* Reading text

-- -- --

The path tracing loop runs up to max_bounces iterations. Each iteration traces a single ray against the TLAS with a full 0xFF cull mask, dispatches to the closest-hit or miss shader via payload location 0, and accumulates the returned radiance contribution weighted by the current throughput. The architecture uses Mode A — the raygen shader is deliberately thin, delegating all material evaluation, BRDF sampling, and NEE to the closest-hit shader.

flowchart TD A["Primary ray from camera"] --> B["Bounce loop (max_bounces)"] B --> C{"Bounce >= 2?"} C -- Yes --> D["Russian Roulette evaluation"] D -- Kill --> Z["Accumulate & break"] D -- Survive --> E["traceRayEXT (TLAS)"] C -- No --> E E --> F["Closest-hit: NEE + BRDF sample\nMiss: IBL environment"] F --> G["Contribution = throughput × payload.color"] G --> H{"bounce > 0 && max_clamp > 0?"} H -- Yes --> I["Clamp contribution to max_clamp"] H -- No --> J["Add contribution to total_radiance"] I --> J J --> K{"hit_distance < 0 (miss)?"} K -- Yes --> Z K -- No --> L["throughput ×= throughput_update"] L --> M{"throughput negligible?"} M -- Yes --> Z M -- No --> N["Advance origin/direction"] N --> B

The Russian Roulette check activates at bounce ≥ 2, using Sobol dimension 2 + bounce × 4 + 3. The survival probability is clamped to [0.05, 0.95] based on throughput luminance, and the throughput is divided by the survival probability on survival to maintain an unbiased estimator. Firefly clamping applies only to indirect bounces (bounce > 0), preventing the clamp from biasing direct illumination.

-- -- --

* Given data
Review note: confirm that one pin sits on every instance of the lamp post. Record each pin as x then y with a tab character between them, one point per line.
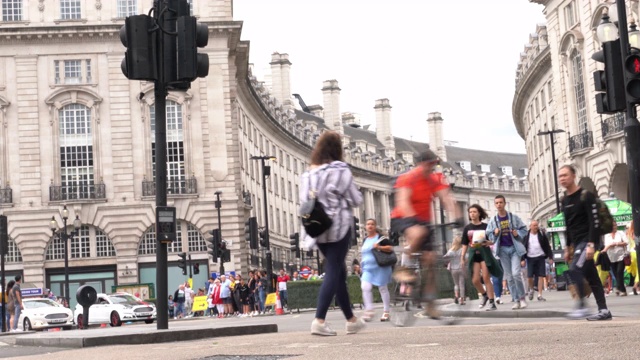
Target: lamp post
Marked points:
553	163
218	205
65	236
266	171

-- -- --

* Written request 1
Name every operation that, according to the path tracing text, the raygen shader hands off to the closest-hit shader.
* Written request 2
Restate the part of the path tracing text starting at "The Russian Roulette" and ending at "biasing direct illumination.", renaming "Russian Roulette" to "probabilistic termination".

* Exercise answer 1
material evaluation, BRDF sampling, NEE

* Exercise answer 2
The probabilistic termination check activates at bounce ≥ 2, using Sobol dimension 2 + bounce × 4 + 3. The survival probability is clamped to [0.05, 0.95] based on throughput luminance, and the throughput is divided by the survival probability on survival to maintain an unbiased estimator. Firefly clamping applies only to indirect bounces (bounce > 0), preventing the clamp from biasing direct illumination.